:: Brano proposto ::
____

Atto conclusivo della lunga saga cominciata 19 anni fa, la storia vede come protagonista Jean Grey, posseduta dalla divinità cosmica conosciuta come Fenice e in procinto di diventare la più grande minaccia per i mutanti di Charles Xavier.
Il film è il secondo adattamento della “Saga di Fenice Nera”, scritta da Chris Claremont nel 1980 e considerata la più importante saga con protagonisti i mutanti, nonché la più popolare. Il primo parziale adattamento fù X-Men: Conflitto Finale, uno dei meno riusciti della saga Fox, complice l’abbandono di Bryan Singer, regista all’epoca dei primi due splendidi film.


Proprio Singer per sua stessa ammissione decise di girare X-Men: Giorni di un Futuro Passato, per correggere gli errori di Conflitto Finale e porre rimedio alle numerose morti del film, alcune davvero frettolose.
Siamo nel 1992, sono passati alcuni anni da Apocalisse, durante una missione di salvataggio fuori dall’atmosfera terrestre Jean Grey viene colpita da una tempesta solare anomala e si ritrova a gestire dei poteri enormemente amplificati, facendo i conti con le sue paure e con la paura degli amici e delle persone attorno a lei. Fragile, corrotta dalla Fenice e spinta verso il lato oscuro da una misteriosa aliena, si troverà a combattere contro tutto quello che conosce e che gli X-Men hanno costruito negli anni.

Dark Phoenix, bisogna ammetterlo, è stato un film sin dall’inizio con un destino segnato. Arrivato forse troppo tardi, in un’era in cui i fan chiedono a gran voce l’inserimento dei Mutanti nel MCU e in cui l’interesse verso la saga Fox è quasi completamente scemato.
L’accanimento mediatico verso il film è stato quasi totale, dimenticando in maniera ingenerosa e ingiusta quanto gli X-Men abbiano contributo al mercato dei cinecomic e quanti film di eccellente fattura siano usciti, numericamente superiori ai progetti pessimi e mediocri. Dark Phoenix è un progetto totalmente da buttare? Si tratta del peggior cinecomic di sempre e del peggior film in assoluto della saga dei Mutanti, da dimenticare e ignorare? No, decisamente no.

I primi venti minuti di Dark Phoenix sono notevoli, intensi, veloci, c’è poco spazio per le risate, si entra subito nel vivo della storia. L’accompagnamento sonoro di Hans Zimmer è sin da subito di eccellente fattura, adatto al clima, in crescendo continuo per tutto il film. Ci sono pochi momenti di pausa nei 114′ minuti del film, l’azione è ben dosata nei quattro atti che compongono la storia e le scene sono ottimamente coreografate, un passo avanti rispetto ad alcune incertezze viste in Apocalisse. Anche la CGI è di fattura decisamente migliore e visivamente viene resa giustizia all’onnipotenza di Fenice, vera e propria stella del film.

____

:: Blocco dati ::
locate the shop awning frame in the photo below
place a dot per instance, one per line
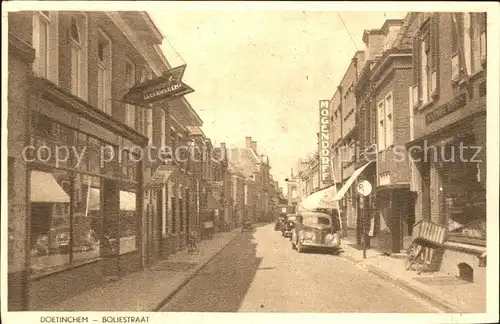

____

:: Requisiti dell'esercizio ::
**a)** Rispondi a queste domande sul testo dedicato a Dark Phoenix:
(i) In quale anno è ambientata la storia del film?
(ii) Chi ha scritto la "Saga di Fenice Nera" e in quale anno?
(iii) Chi ha composto l'accompagnamento sonoro del film?
**b)** Scrivi il seguito del testo su Dark Phoenix, a partire dall'ultima frase.
I dati non sono necessari per svolgere l'esercizio.

:: Le risposte ::
**a)**
(i) Nel 1992.
(ii) Chris Claremont, nel 1980.
(iii) Hans Zimmer.

**b)**
Il film pecca nella caratterizzazione e nel minutaggio riservato ad alcuni dei protagonisti, poco considerati o appena accennati. Le interpretazioni di Sophie Turner e di Micheal Fassbender svettano su tutti, se l’attrice britannica si rivela una piacevole sopresa, Fassbender è una garanzia, mettendo un scena un Magneto carismatico e duro come non si era mai visto finora. Ciclope e Tempesta sono ancora acerbi, lontani dagli alter-ego cartacei, un minutaggio maggiore avrebbe potuto contribuire a render loro giustizia, così come a chiudere alcune trame irrisolte o a rispondere ad alcune questioni legate al precedente film che non vengono approfondite.
Viene esplorato anche il lato oscuro di Charles Xavier, interpretato nuovamente da James McAvoy, schiavo del suo ego e della convinzione di non commettere mai errori.
La sensazione di deja-vu dopo aver visto Confitto Finale è presente in alcuni momenti chiave del film ma non proporre certe situazioni avrebbe probabilmente significato allontanarsi ancora di più dalla controparte cartacea.
Anche alcuni confronti tra i protagonisti e qualche cambio di fazione sono inevitabilmente già visti e ormai non stupiscono.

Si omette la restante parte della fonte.